[start]
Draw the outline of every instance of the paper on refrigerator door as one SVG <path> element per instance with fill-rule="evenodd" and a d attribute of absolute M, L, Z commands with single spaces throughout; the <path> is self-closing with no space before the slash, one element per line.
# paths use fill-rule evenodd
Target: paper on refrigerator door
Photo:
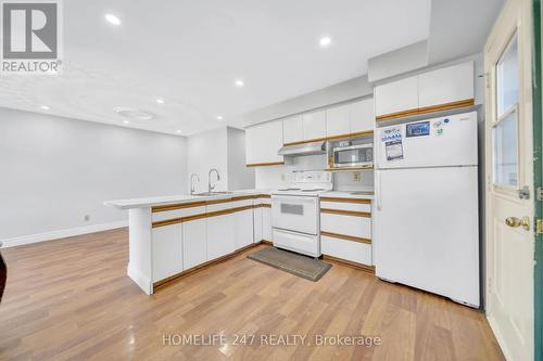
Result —
<path fill-rule="evenodd" d="M 402 139 L 384 143 L 384 152 L 387 153 L 387 160 L 403 159 L 404 150 L 402 146 Z"/>
<path fill-rule="evenodd" d="M 381 141 L 384 142 L 387 160 L 403 159 L 402 129 L 400 127 L 389 128 L 381 136 Z"/>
[end]
**Goal of the exercise**.
Please rewrite the entries above with every "refrigerator" changed to "fridge" and nothing else altered, leaving out the pictures.

**The solution**.
Draw the outline of every instance of the paper on fridge door as one SVG <path> element per instance with fill-rule="evenodd" and a d attribute of absolute M, L, Z commands with single spaces throughout; the <path> is self-closing with no space before the slash, one element per line.
# paths use fill-rule evenodd
Target: paper on fridge door
Photo:
Result —
<path fill-rule="evenodd" d="M 402 139 L 384 143 L 384 152 L 387 153 L 387 160 L 403 159 L 404 150 L 402 146 Z"/>
<path fill-rule="evenodd" d="M 381 141 L 384 142 L 387 160 L 403 159 L 402 129 L 400 127 L 389 128 L 381 136 Z"/>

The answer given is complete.